- _RECORDS FOR THE EXERCISE_:
---+---

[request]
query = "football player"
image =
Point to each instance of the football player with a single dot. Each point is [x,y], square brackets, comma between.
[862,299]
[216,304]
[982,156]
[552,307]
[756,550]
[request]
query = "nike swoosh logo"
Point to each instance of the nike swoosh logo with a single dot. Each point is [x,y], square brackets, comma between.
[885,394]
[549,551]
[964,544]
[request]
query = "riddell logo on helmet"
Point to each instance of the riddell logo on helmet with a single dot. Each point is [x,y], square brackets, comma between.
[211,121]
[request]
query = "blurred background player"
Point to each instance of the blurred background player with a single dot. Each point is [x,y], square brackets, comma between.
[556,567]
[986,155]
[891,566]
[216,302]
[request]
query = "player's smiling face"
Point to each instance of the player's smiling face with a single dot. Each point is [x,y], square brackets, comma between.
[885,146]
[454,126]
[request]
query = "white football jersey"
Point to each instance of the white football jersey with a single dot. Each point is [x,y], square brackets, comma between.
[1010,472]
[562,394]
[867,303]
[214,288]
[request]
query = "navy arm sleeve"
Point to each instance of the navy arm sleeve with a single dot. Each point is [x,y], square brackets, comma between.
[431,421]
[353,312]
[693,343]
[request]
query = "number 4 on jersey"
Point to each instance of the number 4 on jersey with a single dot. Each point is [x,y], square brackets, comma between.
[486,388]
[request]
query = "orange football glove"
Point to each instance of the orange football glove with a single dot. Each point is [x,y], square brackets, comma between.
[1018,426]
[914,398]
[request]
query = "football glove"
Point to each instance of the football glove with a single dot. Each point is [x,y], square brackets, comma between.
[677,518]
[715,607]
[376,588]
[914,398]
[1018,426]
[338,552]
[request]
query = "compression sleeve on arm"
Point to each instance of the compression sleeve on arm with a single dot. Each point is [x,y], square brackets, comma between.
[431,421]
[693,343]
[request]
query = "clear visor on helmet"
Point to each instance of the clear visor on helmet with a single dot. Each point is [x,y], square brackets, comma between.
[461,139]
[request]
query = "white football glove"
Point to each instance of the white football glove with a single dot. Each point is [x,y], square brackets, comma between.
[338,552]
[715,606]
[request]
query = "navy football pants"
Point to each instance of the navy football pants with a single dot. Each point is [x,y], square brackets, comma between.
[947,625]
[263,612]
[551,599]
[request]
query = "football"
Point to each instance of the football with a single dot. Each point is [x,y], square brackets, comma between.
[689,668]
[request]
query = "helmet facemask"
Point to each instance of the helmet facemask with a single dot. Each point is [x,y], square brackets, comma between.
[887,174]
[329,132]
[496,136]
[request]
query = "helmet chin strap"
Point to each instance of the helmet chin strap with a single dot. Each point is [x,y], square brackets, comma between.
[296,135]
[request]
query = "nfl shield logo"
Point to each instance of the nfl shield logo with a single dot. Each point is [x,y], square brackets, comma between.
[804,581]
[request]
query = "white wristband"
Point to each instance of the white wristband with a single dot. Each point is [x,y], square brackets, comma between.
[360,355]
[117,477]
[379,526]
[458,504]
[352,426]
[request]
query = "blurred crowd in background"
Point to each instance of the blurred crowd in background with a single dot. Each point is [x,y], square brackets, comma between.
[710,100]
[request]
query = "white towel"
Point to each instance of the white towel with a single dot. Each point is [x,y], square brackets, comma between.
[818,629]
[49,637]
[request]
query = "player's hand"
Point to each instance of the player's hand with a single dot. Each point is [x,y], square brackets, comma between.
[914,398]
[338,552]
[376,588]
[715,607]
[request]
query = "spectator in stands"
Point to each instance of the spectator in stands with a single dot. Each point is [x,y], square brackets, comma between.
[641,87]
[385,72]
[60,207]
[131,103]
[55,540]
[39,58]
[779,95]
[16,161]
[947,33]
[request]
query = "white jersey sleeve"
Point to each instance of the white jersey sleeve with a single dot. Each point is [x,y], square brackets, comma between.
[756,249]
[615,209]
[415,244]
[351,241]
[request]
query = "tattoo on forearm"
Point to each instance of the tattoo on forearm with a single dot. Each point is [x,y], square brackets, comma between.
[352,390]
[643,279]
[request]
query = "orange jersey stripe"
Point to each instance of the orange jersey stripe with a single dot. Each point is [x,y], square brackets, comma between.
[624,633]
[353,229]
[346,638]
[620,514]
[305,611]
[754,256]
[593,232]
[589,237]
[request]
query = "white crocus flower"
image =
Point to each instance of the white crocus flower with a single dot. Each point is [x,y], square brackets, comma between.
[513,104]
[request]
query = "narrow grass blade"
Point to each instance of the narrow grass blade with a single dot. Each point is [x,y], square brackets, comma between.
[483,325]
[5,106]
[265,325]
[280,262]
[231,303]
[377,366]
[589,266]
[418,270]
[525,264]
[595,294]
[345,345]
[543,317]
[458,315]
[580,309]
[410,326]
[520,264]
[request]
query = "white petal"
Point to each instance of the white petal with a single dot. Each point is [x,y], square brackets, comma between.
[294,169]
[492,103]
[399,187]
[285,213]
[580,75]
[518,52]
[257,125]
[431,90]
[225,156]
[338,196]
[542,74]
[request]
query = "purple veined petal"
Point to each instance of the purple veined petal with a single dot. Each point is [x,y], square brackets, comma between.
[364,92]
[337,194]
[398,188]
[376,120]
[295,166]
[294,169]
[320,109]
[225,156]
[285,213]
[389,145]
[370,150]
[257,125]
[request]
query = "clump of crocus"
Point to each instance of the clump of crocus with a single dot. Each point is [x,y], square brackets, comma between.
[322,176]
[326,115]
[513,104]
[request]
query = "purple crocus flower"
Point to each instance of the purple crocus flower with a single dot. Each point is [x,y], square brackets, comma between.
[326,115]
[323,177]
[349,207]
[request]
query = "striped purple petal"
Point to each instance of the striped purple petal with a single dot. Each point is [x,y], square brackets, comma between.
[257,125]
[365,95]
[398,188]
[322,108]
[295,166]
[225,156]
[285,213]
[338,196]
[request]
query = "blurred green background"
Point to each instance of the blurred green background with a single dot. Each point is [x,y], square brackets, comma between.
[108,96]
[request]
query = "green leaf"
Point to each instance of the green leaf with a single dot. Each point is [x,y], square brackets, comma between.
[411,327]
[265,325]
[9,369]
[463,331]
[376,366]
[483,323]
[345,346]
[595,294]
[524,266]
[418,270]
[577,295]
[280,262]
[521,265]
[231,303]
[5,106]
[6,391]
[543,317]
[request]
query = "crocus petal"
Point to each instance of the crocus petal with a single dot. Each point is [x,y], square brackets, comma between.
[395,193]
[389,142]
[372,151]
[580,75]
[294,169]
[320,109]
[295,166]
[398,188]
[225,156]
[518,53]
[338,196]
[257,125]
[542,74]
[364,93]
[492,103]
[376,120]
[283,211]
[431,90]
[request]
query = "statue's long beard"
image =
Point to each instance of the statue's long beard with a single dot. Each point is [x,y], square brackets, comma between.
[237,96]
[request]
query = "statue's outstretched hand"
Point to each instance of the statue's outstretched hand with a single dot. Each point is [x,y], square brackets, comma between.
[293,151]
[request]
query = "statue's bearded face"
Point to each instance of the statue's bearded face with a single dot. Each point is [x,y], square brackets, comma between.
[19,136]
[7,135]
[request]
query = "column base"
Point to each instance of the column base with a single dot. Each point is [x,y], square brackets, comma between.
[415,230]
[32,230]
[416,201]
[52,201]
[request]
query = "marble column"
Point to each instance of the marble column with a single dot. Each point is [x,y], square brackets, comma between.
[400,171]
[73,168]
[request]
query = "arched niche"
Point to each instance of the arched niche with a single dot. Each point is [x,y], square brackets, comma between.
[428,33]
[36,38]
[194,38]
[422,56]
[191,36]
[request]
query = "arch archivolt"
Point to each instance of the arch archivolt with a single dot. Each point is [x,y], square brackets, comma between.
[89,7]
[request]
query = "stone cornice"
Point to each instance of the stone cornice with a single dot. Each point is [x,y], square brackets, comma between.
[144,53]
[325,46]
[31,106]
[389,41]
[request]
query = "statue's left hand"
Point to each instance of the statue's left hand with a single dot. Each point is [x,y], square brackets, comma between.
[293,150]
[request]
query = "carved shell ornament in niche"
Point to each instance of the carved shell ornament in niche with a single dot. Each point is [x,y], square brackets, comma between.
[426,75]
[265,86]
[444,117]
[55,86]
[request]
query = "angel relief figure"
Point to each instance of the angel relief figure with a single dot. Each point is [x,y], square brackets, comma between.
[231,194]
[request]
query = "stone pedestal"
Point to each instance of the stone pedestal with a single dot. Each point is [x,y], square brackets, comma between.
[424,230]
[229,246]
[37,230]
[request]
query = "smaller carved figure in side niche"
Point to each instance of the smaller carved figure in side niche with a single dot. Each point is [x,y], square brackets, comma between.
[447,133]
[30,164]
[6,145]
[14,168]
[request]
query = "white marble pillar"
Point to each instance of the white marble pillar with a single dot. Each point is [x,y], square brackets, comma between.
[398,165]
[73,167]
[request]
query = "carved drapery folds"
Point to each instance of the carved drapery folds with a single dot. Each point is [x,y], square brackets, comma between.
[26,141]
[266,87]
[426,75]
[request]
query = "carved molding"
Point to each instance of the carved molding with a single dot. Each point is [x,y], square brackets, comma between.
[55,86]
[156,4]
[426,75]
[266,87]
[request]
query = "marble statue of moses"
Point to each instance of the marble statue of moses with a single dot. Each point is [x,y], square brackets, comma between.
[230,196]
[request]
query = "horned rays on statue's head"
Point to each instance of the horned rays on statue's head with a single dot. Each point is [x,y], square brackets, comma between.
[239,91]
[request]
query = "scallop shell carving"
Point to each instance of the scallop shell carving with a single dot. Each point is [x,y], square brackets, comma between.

---+---

- _PROBLEM TO WORK ON_: Collect every line in the records above that contains the word "stone". Case counts.

- _ANSWER TO THE TASK_:
query = "stone cornice"
Point to each instance of the stone cornice with a single dot. Each point is [x,y], square brackets, comma between.
query = "stone pedestal"
Point to each instance of the stone pedestal with a single dot. Each point is [x,y], square brackets, comma between.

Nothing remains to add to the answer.